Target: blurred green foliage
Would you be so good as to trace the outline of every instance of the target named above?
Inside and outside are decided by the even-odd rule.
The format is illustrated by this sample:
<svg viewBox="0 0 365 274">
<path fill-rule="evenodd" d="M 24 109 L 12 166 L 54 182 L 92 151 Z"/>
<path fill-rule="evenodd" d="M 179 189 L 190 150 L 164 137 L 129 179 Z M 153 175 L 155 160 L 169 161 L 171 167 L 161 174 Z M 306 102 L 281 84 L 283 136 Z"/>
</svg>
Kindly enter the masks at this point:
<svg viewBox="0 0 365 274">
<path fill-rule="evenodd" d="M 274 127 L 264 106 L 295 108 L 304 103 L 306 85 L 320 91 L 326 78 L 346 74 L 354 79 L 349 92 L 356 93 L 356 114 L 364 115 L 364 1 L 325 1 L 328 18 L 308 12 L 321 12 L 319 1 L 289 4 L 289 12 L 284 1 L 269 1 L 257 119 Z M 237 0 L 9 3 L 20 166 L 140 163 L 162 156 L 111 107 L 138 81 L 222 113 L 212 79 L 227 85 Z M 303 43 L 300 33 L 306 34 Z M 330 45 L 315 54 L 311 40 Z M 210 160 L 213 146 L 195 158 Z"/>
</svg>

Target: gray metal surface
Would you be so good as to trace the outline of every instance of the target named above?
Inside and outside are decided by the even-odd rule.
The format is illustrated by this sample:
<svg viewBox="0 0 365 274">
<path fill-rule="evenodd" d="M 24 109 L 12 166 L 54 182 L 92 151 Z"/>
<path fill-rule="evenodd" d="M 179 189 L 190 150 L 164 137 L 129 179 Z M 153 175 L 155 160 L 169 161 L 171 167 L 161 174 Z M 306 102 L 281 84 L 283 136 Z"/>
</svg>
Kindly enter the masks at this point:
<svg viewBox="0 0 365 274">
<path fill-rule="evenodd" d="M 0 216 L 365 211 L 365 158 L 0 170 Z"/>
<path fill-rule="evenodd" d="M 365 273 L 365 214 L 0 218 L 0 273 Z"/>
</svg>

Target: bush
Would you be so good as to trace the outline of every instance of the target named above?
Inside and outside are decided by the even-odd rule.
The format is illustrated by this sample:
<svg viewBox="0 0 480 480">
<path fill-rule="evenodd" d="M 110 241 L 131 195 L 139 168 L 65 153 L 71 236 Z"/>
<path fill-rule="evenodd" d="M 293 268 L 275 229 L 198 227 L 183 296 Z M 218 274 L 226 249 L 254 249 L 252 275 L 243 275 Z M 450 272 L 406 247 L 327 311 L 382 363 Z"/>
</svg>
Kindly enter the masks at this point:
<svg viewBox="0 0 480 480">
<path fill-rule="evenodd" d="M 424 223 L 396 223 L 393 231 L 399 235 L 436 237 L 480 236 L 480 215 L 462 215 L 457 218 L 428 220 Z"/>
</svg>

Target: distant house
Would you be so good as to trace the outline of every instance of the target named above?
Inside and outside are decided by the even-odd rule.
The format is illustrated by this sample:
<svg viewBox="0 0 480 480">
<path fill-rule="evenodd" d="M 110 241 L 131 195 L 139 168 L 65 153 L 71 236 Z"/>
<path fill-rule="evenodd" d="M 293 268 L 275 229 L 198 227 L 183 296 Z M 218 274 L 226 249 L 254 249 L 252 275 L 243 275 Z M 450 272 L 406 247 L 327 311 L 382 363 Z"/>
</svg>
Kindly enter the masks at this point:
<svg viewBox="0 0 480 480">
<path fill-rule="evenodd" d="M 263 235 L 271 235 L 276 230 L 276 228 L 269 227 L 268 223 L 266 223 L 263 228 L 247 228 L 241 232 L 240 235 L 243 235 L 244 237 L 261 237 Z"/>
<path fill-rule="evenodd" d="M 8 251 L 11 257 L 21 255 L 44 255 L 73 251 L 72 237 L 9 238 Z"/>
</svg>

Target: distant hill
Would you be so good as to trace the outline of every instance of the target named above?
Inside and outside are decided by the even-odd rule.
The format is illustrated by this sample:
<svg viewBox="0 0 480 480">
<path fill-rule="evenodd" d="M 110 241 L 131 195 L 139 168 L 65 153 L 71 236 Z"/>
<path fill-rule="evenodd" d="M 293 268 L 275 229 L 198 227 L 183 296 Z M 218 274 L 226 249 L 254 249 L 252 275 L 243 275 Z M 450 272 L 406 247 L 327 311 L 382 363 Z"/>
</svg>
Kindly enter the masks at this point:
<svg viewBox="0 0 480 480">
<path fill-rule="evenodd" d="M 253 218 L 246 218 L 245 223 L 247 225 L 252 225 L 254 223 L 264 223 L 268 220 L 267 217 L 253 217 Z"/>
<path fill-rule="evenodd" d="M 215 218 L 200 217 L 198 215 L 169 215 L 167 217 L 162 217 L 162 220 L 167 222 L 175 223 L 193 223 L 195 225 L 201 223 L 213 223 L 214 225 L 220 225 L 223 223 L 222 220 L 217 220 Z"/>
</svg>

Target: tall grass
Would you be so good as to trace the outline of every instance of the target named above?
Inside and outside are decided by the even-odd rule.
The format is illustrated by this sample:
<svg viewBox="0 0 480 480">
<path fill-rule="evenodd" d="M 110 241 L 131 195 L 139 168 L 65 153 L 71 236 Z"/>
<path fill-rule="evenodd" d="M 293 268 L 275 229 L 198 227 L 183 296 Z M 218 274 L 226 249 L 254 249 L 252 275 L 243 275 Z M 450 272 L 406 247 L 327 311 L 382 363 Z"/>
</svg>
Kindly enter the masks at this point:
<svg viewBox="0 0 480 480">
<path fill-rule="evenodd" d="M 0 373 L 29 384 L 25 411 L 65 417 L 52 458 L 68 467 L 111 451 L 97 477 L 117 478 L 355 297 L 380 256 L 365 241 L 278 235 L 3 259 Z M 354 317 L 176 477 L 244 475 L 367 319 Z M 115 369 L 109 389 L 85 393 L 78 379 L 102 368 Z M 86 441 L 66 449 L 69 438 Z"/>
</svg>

• The request: Restate the listing in full, word for word.

• Expected answer:
Target: blurred green foliage
Would you be so good as to trace the outline of every instance of the target named above?
Inside and outside are decided by the even-odd rule.
The format is illustrated by this sample:
<svg viewBox="0 0 365 274">
<path fill-rule="evenodd" d="M 24 109 L 12 166 L 54 182 L 92 151 Z"/>
<path fill-rule="evenodd" d="M 179 189 L 190 150 L 164 137 L 129 179 Z M 153 175 L 155 160 L 169 161 L 171 167 L 161 174 Z M 306 102 L 281 84 L 283 136 Z"/>
</svg>
Kindly enter the masks at this point:
<svg viewBox="0 0 365 274">
<path fill-rule="evenodd" d="M 274 127 L 264 106 L 295 108 L 304 103 L 306 85 L 320 91 L 326 78 L 346 74 L 354 79 L 349 92 L 356 93 L 356 114 L 364 115 L 364 1 L 325 1 L 328 18 L 308 12 L 321 12 L 319 1 L 289 4 L 289 12 L 284 1 L 269 1 L 257 119 Z M 237 0 L 9 3 L 20 166 L 140 163 L 162 156 L 111 107 L 138 81 L 222 113 L 212 79 L 227 85 Z M 303 43 L 300 33 L 306 34 Z M 330 45 L 315 54 L 311 40 Z M 210 160 L 213 146 L 195 158 Z"/>
</svg>

Target: gray metal surface
Would you be so good as to trace the outline of every instance of the target named above?
Inside and outside are decided by the even-odd rule.
The format is illustrated by this sample:
<svg viewBox="0 0 365 274">
<path fill-rule="evenodd" d="M 24 109 L 12 166 L 54 182 L 92 151 Z"/>
<path fill-rule="evenodd" d="M 179 189 L 190 150 L 164 137 L 129 179 Z M 153 175 L 155 160 L 169 161 L 171 167 L 161 174 Z M 306 102 L 281 84 L 283 136 Z"/>
</svg>
Kindly enter the masks at this point:
<svg viewBox="0 0 365 274">
<path fill-rule="evenodd" d="M 0 216 L 365 211 L 365 158 L 0 170 Z"/>
<path fill-rule="evenodd" d="M 365 273 L 365 214 L 0 218 L 0 273 Z"/>
</svg>

Target: bush
Would you be so good as to trace the outline of every instance of the target named above?
Inside and outside are decided by the even-odd rule.
The format is illustrated by this sample:
<svg viewBox="0 0 480 480">
<path fill-rule="evenodd" d="M 110 241 L 131 195 L 139 168 L 65 153 L 71 236 Z"/>
<path fill-rule="evenodd" d="M 293 268 L 275 229 L 198 227 L 183 296 Z M 218 274 L 226 249 L 254 249 L 252 275 L 243 275 Z M 450 272 L 406 247 L 327 311 L 382 363 Z"/>
</svg>
Kindly enter the masks at this point:
<svg viewBox="0 0 480 480">
<path fill-rule="evenodd" d="M 424 223 L 396 223 L 393 231 L 399 235 L 436 237 L 480 236 L 480 215 L 462 215 L 457 218 L 428 220 Z"/>
</svg>

Target: distant house
Would you be so good as to trace the outline of every instance of the target named above?
Inside and outside are decided by the even-odd rule.
The format is illustrated by this sample:
<svg viewBox="0 0 480 480">
<path fill-rule="evenodd" d="M 110 241 L 131 195 L 139 168 L 65 153 L 71 236 Z"/>
<path fill-rule="evenodd" d="M 293 268 L 275 229 L 198 227 L 183 296 Z M 218 274 L 226 249 L 254 249 L 252 275 L 243 275 Z M 450 272 L 406 247 L 327 311 L 382 363 Z"/>
</svg>
Kindly enter the masks at this point:
<svg viewBox="0 0 480 480">
<path fill-rule="evenodd" d="M 263 235 L 271 235 L 276 230 L 276 228 L 269 227 L 268 223 L 266 223 L 263 228 L 247 228 L 241 232 L 240 235 L 243 235 L 244 237 L 261 237 Z"/>
<path fill-rule="evenodd" d="M 8 251 L 11 257 L 21 255 L 44 255 L 73 251 L 72 237 L 9 238 Z"/>
</svg>

Target: distant hill
Would you be so good as to trace the outline of every instance of the target named above?
Inside and outside are decided by the even-odd rule.
The format is illustrated by this sample:
<svg viewBox="0 0 480 480">
<path fill-rule="evenodd" d="M 110 241 L 131 195 L 139 168 L 65 153 L 71 236 Z"/>
<path fill-rule="evenodd" d="M 293 268 L 275 229 L 198 227 L 183 296 Z M 218 274 L 226 249 L 254 249 L 252 275 L 243 275 Z M 450 272 L 406 247 L 327 311 L 382 363 Z"/>
</svg>
Kindly enter the masks at this point:
<svg viewBox="0 0 480 480">
<path fill-rule="evenodd" d="M 253 218 L 246 218 L 245 223 L 247 225 L 252 225 L 254 223 L 264 223 L 268 220 L 267 217 L 253 217 Z"/>
<path fill-rule="evenodd" d="M 215 218 L 200 217 L 198 215 L 169 215 L 167 217 L 162 217 L 162 220 L 167 222 L 175 223 L 193 223 L 195 225 L 201 223 L 213 223 L 214 225 L 220 225 L 223 223 L 222 220 L 217 220 Z"/>
</svg>

Target: tall grass
Would you be so good as to trace the outline of every instance of the target named above?
Inside and outside are decided by the even-odd rule.
The format is illustrated by this sample:
<svg viewBox="0 0 480 480">
<path fill-rule="evenodd" d="M 110 241 L 131 195 L 139 168 L 65 153 L 71 236 Z"/>
<path fill-rule="evenodd" d="M 293 268 L 275 229 L 198 227 L 183 296 Z M 218 274 L 226 249 L 254 249 L 252 275 L 243 275 Z M 450 272 L 406 247 L 327 311 L 382 363 Z"/>
</svg>
Kindly enter the masks at this point:
<svg viewBox="0 0 480 480">
<path fill-rule="evenodd" d="M 0 373 L 29 384 L 25 411 L 65 417 L 52 458 L 68 467 L 111 451 L 97 477 L 117 478 L 355 297 L 380 256 L 365 241 L 278 235 L 3 259 Z M 354 317 L 176 477 L 244 475 L 367 319 Z M 115 369 L 109 389 L 85 393 L 78 379 L 102 368 Z M 86 441 L 66 449 L 69 438 Z"/>
</svg>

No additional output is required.